* Extracted text:
»»

- Location of Bács-Kiskun county 03 within Bács-Kiskun county
- Location of Bács-Kiskun county within Hungary
- County: Bács-Kiskun
- Electorate: 66,063 (2018)
- Major settlements: Kalocsa

Current constituency
- Created: 2011
- Party: TISZA
- Member: Zsolt Judák
- Created from: Constituency no. 6; Constituency no. 7; Constituency no. 4;
- Elected: 2026
- Coordinates: 46°32′00″N 18°59′08″E﻿ / ﻿46.5333°N 18.9856°E

= Bács-Kiskun County 3rd constituency =

Hungarian national legislative constituency

The 3rd constituency of Bács-Kiskun County (Bács-Kiskun megyei 03. számú országgyűlési egyéni választókerület) is one of the single member constituencies of the National Assembly, the national legislature of Hungary. The constituency standard abbreviation: Bács-Kiskun 03. OEVK.

««

* Collected data:
»»

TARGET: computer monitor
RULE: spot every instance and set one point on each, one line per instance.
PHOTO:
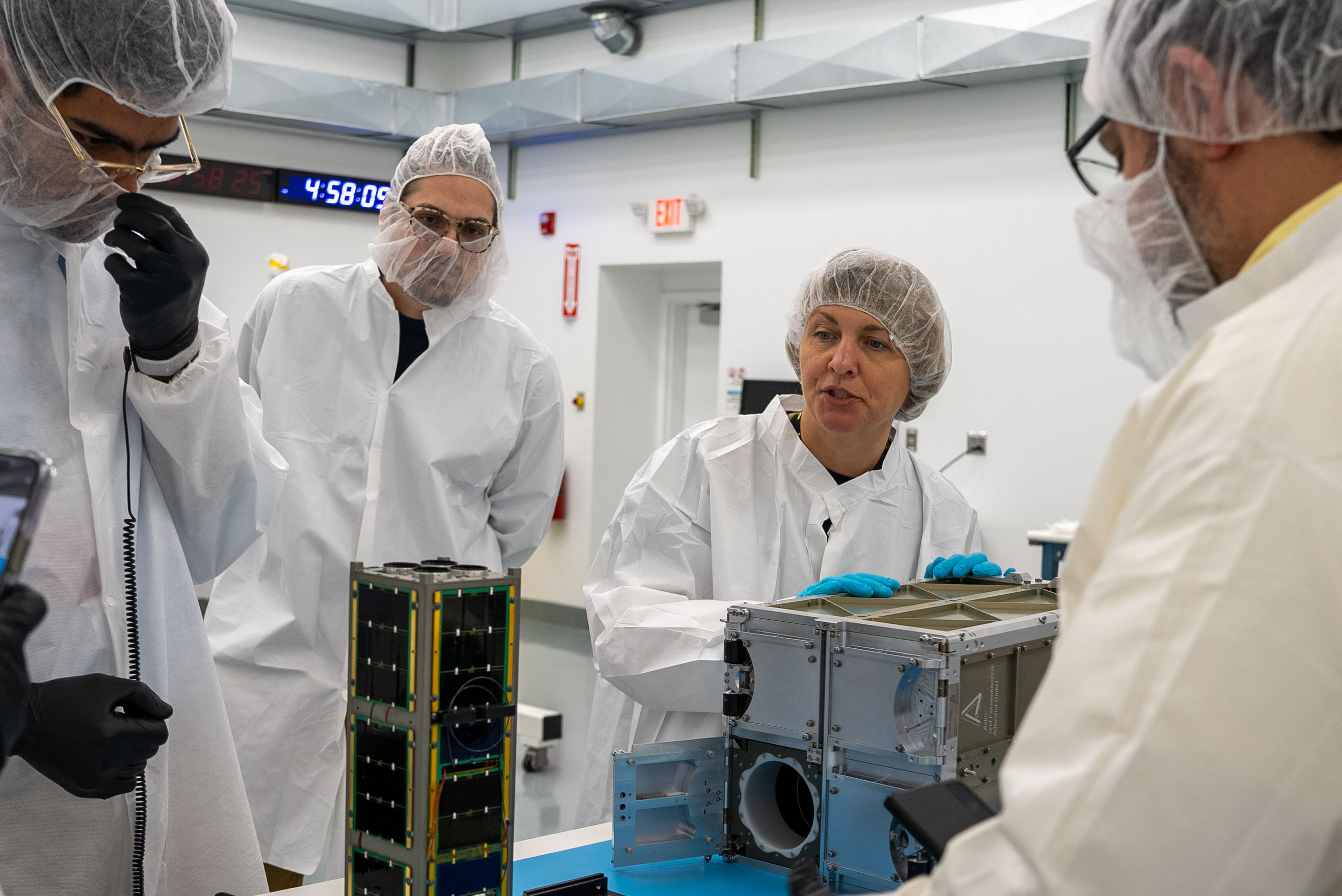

««

* Tasks to carry out:
A) Answer these from the text on the Bács-Kiskun County 3rd constituency, one per line:
(i) How many voters did the constituency have in 2018?
(ii) Which party holds the seat?
(iii) What is the constituency's standard abbreviation?
B) Shorten the paragraph that begins "The 3rd constituency of Bács-Kiskun County" from the text on the Bács-Kiskun County 3rd constituency, keeping its main facts.

* Answers to the tasks:
A)
(i) 66,063
(ii) TISZA
(iii) Bács-Kiskun 03. OEVK

B) Bács-Kiskun County's 3rd constituency (Bács-Kiskun megyei 03. számú országgyűlési egyéni választókerület), abbreviated Bács-Kiskun 03. OEVK, is a single member constituency of the National Assembly, Hungary's national legislature.